PROBLEM: Return the records below exactly, leaving nothing out.

(Data extracted from a collection)
%%

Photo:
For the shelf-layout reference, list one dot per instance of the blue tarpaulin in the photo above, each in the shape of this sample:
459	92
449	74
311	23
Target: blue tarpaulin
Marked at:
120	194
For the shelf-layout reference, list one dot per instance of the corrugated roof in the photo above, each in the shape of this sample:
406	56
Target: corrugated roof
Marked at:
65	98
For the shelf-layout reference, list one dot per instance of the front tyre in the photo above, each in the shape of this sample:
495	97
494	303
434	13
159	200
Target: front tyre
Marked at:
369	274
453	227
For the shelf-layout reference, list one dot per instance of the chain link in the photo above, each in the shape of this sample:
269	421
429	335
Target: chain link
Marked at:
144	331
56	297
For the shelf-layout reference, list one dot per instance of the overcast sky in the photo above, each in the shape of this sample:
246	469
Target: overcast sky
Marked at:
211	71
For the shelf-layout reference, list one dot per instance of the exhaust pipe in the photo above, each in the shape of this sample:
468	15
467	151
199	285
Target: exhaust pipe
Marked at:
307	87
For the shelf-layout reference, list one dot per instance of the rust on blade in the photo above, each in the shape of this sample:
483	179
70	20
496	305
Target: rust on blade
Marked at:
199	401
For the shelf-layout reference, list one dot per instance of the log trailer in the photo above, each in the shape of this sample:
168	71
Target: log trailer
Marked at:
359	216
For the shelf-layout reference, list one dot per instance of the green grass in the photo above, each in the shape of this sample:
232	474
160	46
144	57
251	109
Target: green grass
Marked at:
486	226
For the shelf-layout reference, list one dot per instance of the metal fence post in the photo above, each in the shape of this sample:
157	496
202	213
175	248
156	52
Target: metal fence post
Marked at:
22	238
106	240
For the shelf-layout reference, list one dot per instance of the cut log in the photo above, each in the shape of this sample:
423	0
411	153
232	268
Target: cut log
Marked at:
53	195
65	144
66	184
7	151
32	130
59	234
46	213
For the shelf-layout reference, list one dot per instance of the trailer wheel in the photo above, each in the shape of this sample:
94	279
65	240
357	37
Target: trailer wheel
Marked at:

%%

RESPONSE BELOW:
Photo:
For the shelf-layout reference, list one dot per instance of the blue tarpaulin in the photo above, each in the shape of this sample:
459	92
449	74
311	23
Target: blue tarpaulin
Marked at:
120	194
For the shelf-layout reference, list one dot per instance of the corrugated roof in the photo above, each in the shape of this sample:
406	56
Target: corrugated roof
Marked at:
65	98
For the shelf-layout reference, list one dot per instance of the front tyre in the photo above, each in the shape of this sample:
495	97
494	303
434	13
159	200
Target: front tyre
Marked at:
369	274
453	227
For the shelf-layout reference, list one dot per instance of the chain link in the photo above, each in the shape of this sample:
269	421
429	335
Target: chain link
Marked at:
144	331
56	297
For the shelf-layout reference, list one dot per instance of the overcast sky in the photo above, each in the shape of this sample:
246	469
Target: overcast sky
Marked at:
211	71
For the shelf-layout reference, list one dot per instance of the exhaust pipe in the photo above, each in the shape of this sample:
468	15
467	151
199	285
Target: exhaust pipe
Marked at:
307	87
For the shelf-layout reference, list one dot per instance of the rust on blade in the photo above, each in the shape of this sample:
483	179
70	20
496	305
Target: rust on blade
Marked at:
199	401
For the shelf-layout reference, list one dot per instance of the log trailer in the photo above, each in the shape of this sample:
168	71
Target: log trailer
Marked at:
359	216
For the shelf-layout reference, list one dot per instance of the green grass in the photo above, each in the shape of this sample:
232	474
160	46
144	57
251	109
Target: green grass
Marked at:
486	226
For the shelf-layout reference, list one dot per instance of the metal fence post in the photo above, each in the shape of this sample:
157	496
202	213
175	248
156	52
Target: metal fence post
Marked at:
22	238
106	240
For the shelf-layout reference, list one dot per instance of the cut log in the photo above, each in the shape of this sample:
423	0
411	153
232	268
Target: cut log
Marked at:
53	195
65	144
66	184
7	151
32	130
59	234
46	213
For the shelf-layout reference, list one dot per instance of the trailer wheel in the photo above, each in the shape of this sample:
94	279
65	240
357	37
Target: trailer wheel
Marked at:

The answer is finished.